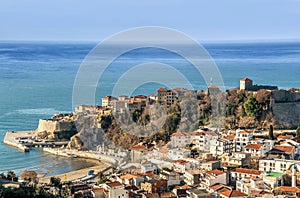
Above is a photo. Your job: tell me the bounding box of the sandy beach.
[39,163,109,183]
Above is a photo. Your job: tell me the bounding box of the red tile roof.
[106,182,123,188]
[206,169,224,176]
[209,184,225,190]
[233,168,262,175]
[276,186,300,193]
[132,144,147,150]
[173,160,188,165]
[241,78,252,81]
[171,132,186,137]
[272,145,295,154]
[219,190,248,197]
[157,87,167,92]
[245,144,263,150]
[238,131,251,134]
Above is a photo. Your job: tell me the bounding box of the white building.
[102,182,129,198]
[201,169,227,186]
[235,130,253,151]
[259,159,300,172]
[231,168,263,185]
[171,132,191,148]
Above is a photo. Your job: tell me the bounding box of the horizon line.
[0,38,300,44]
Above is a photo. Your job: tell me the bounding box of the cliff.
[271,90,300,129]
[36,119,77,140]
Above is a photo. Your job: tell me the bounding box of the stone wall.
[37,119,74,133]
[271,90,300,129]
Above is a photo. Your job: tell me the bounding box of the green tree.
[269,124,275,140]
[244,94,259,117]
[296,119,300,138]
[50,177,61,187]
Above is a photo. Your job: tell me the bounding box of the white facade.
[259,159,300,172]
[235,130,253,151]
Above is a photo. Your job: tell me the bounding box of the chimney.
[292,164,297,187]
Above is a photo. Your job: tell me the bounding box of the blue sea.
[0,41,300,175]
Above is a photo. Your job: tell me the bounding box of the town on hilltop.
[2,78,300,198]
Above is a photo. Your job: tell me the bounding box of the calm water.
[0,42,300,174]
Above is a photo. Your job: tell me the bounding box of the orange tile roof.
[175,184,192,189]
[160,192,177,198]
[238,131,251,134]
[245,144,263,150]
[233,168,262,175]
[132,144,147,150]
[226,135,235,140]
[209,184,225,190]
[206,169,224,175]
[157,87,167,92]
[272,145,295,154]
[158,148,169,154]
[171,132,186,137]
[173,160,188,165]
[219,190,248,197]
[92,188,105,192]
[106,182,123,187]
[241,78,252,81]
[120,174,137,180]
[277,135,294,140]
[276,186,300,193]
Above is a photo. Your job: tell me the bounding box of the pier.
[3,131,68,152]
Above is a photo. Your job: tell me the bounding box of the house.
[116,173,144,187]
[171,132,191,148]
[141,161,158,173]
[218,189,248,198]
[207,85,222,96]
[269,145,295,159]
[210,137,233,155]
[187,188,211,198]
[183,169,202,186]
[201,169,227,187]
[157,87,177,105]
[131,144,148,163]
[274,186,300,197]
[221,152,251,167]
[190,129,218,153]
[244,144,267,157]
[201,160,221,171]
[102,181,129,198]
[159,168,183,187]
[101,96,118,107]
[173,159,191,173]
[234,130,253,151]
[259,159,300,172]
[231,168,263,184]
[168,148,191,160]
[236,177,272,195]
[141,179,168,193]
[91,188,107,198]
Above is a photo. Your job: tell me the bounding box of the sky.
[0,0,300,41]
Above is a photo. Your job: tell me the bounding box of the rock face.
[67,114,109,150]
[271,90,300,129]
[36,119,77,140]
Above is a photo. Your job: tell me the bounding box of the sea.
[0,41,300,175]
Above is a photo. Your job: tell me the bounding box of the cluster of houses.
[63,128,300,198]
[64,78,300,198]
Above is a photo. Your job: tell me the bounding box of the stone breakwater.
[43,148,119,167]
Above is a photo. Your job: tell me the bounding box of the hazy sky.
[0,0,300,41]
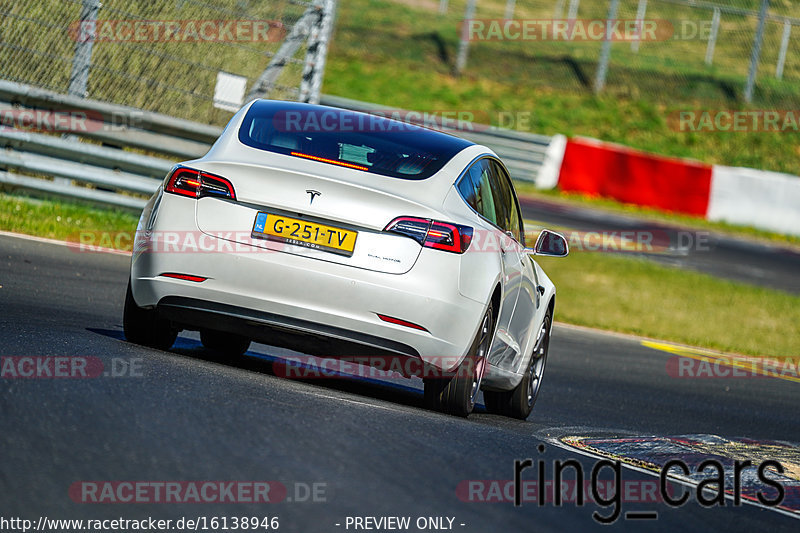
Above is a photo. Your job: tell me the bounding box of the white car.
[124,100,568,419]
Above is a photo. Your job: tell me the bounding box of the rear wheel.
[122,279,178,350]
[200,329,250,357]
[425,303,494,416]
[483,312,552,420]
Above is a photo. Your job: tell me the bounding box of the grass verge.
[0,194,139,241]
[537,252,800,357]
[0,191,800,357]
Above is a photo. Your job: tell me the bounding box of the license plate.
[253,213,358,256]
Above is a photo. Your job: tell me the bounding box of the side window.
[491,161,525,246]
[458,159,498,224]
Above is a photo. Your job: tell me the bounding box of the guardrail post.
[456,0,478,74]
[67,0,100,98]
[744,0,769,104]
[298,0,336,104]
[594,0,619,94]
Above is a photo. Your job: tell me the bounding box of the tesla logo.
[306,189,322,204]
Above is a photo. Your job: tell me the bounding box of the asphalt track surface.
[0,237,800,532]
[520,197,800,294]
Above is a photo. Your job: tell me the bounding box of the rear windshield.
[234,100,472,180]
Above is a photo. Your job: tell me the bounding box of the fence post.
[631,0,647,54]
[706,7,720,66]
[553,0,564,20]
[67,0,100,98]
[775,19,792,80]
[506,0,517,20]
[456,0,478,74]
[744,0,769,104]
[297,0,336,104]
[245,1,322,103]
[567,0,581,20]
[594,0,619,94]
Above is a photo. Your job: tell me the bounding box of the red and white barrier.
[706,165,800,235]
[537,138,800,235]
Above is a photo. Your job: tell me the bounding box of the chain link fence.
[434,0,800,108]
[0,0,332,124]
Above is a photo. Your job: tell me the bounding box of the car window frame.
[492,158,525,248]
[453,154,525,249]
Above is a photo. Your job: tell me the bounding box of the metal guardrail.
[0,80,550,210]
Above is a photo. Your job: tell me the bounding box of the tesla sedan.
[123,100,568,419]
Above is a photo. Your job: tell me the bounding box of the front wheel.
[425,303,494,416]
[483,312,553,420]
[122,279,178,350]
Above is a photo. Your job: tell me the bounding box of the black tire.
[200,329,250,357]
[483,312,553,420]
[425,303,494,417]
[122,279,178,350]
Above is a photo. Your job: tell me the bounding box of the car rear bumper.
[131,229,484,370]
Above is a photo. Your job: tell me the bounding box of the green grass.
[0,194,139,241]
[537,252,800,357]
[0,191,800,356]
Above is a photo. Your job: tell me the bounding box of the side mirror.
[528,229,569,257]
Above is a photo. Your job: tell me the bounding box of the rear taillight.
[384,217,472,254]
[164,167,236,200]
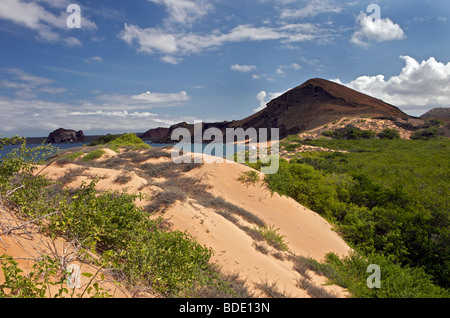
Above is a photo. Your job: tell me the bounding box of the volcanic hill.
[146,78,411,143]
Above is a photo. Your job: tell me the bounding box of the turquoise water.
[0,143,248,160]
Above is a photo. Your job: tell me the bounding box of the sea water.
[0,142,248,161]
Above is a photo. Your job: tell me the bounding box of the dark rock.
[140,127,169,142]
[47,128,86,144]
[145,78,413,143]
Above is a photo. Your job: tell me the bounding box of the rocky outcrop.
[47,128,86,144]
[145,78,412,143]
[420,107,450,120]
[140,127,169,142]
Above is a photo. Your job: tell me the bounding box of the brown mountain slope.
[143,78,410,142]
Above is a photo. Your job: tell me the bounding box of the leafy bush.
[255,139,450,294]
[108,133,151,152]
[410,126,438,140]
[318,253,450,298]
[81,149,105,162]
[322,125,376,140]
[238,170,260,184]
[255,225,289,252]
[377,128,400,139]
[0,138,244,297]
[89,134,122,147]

· · · ·

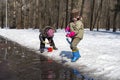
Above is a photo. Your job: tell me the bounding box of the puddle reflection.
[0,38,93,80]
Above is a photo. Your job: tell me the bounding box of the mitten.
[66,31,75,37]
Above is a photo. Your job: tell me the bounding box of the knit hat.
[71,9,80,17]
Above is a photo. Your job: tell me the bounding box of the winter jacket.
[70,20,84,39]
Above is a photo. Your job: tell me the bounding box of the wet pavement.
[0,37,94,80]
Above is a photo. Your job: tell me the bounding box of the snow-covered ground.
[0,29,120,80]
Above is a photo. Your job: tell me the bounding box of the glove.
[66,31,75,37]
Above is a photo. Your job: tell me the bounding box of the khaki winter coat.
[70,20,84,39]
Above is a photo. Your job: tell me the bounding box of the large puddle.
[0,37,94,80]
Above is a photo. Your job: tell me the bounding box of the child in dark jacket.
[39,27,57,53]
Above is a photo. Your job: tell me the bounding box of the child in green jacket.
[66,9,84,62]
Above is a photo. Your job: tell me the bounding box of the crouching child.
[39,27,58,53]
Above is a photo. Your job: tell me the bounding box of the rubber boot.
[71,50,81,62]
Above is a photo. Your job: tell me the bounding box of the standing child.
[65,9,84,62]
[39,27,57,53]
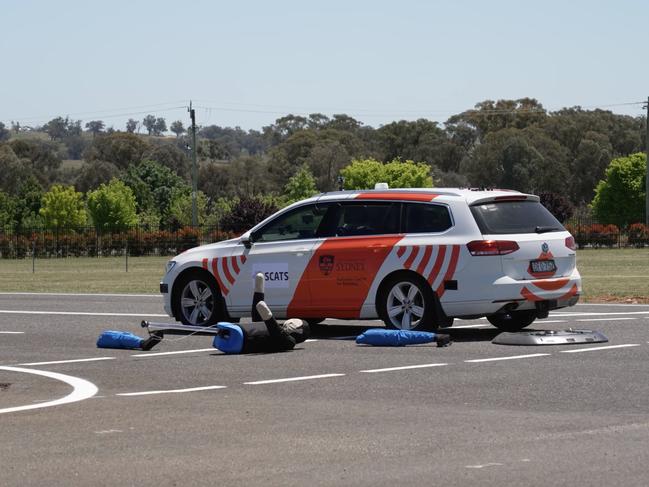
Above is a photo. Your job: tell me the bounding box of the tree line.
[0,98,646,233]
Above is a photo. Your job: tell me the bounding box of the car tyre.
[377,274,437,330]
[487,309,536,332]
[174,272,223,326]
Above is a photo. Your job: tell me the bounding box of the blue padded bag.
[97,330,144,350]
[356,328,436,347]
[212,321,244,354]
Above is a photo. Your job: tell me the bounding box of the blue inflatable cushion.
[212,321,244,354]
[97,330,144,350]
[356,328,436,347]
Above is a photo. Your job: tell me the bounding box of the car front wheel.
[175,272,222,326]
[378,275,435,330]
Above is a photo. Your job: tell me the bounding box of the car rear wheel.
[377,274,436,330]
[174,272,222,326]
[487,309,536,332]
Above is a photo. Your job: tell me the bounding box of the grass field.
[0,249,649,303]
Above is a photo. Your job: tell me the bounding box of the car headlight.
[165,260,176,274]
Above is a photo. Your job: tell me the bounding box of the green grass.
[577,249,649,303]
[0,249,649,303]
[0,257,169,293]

· · · ·

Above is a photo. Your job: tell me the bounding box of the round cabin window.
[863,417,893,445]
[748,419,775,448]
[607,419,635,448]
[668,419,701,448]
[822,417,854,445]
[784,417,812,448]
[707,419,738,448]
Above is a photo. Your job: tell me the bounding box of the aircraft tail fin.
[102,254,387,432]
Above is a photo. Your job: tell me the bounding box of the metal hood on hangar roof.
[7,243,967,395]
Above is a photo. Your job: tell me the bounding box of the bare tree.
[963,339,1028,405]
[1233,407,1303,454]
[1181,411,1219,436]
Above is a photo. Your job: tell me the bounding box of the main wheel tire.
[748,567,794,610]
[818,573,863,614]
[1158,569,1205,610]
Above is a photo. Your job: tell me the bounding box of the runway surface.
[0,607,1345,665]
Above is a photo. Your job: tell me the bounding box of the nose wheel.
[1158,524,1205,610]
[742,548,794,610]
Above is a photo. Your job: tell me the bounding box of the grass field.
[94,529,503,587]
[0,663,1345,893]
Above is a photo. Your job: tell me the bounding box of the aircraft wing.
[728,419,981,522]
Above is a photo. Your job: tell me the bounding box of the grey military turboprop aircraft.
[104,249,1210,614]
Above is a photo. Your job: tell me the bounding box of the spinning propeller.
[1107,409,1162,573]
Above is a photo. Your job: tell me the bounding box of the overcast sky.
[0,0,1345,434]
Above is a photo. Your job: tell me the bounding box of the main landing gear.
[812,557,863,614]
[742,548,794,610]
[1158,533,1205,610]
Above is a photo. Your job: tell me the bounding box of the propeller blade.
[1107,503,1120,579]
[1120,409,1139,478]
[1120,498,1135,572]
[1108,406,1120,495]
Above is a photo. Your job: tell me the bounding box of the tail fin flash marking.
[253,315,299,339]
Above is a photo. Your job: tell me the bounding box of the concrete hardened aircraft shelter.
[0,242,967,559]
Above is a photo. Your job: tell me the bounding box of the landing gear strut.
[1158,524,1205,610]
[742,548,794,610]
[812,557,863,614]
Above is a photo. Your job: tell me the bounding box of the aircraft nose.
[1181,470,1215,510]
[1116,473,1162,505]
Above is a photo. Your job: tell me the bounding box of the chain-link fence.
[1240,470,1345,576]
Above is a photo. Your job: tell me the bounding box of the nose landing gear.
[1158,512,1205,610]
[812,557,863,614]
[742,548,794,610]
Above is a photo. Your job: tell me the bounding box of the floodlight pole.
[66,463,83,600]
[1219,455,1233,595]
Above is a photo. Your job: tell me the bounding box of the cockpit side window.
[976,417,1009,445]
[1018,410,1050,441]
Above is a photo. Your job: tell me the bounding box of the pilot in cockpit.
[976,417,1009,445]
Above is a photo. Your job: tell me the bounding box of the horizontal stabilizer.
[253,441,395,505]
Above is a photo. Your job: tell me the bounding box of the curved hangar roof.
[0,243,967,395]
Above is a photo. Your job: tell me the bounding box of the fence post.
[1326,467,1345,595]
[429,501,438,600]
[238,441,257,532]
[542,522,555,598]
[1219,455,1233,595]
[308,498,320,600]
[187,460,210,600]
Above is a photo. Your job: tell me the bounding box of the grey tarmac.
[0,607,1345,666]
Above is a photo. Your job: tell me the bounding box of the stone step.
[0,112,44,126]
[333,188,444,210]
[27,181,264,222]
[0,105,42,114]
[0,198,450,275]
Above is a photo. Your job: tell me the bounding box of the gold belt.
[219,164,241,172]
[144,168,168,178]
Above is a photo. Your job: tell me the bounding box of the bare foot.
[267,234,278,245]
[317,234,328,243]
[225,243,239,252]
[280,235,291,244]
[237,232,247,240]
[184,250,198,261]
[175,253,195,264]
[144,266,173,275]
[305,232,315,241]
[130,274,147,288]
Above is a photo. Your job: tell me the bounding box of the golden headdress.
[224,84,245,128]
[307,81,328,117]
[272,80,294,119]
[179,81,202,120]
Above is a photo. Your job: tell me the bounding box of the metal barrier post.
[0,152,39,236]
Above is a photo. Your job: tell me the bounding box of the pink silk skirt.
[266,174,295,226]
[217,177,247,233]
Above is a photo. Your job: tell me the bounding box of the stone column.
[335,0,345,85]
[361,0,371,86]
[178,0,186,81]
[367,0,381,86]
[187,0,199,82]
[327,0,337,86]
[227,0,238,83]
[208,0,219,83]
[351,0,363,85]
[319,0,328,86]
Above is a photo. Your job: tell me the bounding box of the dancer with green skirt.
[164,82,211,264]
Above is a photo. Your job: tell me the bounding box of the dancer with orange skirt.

· · · ·

AIM OF THE TASK - Please transcribe, character for character, everything in the listing above from the line containing "the car headlight." down to the line containing "[0,257,169,293]", including both of those lines.

TASK RESPONSE -
Above is a photo. Your job: tell me the bounding box of the car headlight.
[165,260,176,274]
Above is a photo. Your job: tell me the bounding box of the green grass.
[577,249,649,303]
[0,249,649,303]
[0,257,169,293]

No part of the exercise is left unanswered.